Article:

15. Multibranch Party.
For purpose of Section 10(c) of the Form Master Agreement: (a) Party A is a
Multibranch Party, and may act through its Charlotte, North Carolina, Chicago,
Illinois, San Francisco, California, New York, New York, Boston, Massachusetts
or London, England Office or such other Office as may be agreed to by the
parties in connection with a Transaction; and (b) Party B is not a Multibranch
Party.
16. Other Provisions.
(a) Addresses for notices. As set forth on page 1 hereof and, with respect
to Party A, the fax no. set forth on the signature page to this letter
agreement.
(b) For the purpose of Section 13(c) of the Form Master Agreement: (i)
Party A appoints as its Process Agent, not applicable; and (ii) Party B appoints
as its Process Agent, not applicable.
(c) Section 12(a)(ii) of the Form Master Agreement is deleted in its
entirety.
(d) Party A may assign its rights and obligations hereunder to any entity
so long as the Rating Agency Confirmation is satisfied.
(e) USA PATRIOT Act Notice. Party A hereby notifies Party B that pursuant
to the requirements of the USA Patriot Act (Title III of Pub. L. 107-56 (signed
into law October 26, 2001)) (the "Act"), it is required to obtain, verify and
record information that identifies Party B, which information includes the name
and address of Party B and other information that will allow Party A to identify
Party B in accordance with the Act.
(f) It is expressly understood and agreed by the parties hereto that
insofar as this Confirmation is executed by the Securities Administrator (i)

Given information:
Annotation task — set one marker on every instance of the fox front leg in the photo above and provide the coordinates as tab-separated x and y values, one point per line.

Directive A:
Name every office, with its city and state or country, that the agreement says Party A may act through as a Multibranch Party.
Directive B:
According to the agreement, why must Party A obtain, verify and record information that identifies Party B?
Directive C:
Continue the agreement, picking up after its last words, "executed by the Securities Administrator (i)".

Reply A:
- Charlotte, North Carolina
- Chicago, Illinois
- San Francisco, California
- New York, New York
- Boston, Massachusetts
- London, England

Reply B:
The USA Patriot Act requires Party A to obtain, verify and record information that identifies Party B. This information includes Party B's name and address and other information that will allow Party A to identify Party B in accordance with that Act.

Reply C:
this Confirmation is executed and delivered by Xxxxx Fargo Bank, N.A., not in
its individual capacity but solely as Securities Administrator under the Pooling
and Servicing Agreement in the exercise of the powers and authority conferred
U-8
upon and vested in it thereunder and pursuant to instructions set forth therein,
(ii) each of the representations, undertakings and agreements herein made on
behalf of the trust formed under the Pooling and Servicing Agreement is made and
intended not as a personal representation, undertaking or agreement of the
Securities Administator but is made and intended solely for the purpose of
binding only Banc of America Funding 2006-7 Trust, and (iii) under no
circumstances shall Xxxxx Fargo Bank, N.A., in its individual capacity be
personally liable for the payment of any indebtedness or expenses or be
personally liable for the breach or failure of any obligation, representation,
warranty or covenant made or undertaken by it on behalf of Banc of America
Funding 2006-7 Trust under this Confirmation. Notwithstanding the foregoing (or
anything to the contrary herein), Xxxxx Fargo Bank, N.A. shall be liable for its
own fraud, negligence, willful misconduct and/or bad faith
(g) The Events of Default specified under Sections 5(a)(ii) - 5(a)(vi) of
the Form Master Agreement will not apply to either Party A or Party B.
(h) With respect to Party B only, the provisions of Section 5(a)(vii)
clause 2 of the Form Master Agreement will not be applicable as an Event of
Default.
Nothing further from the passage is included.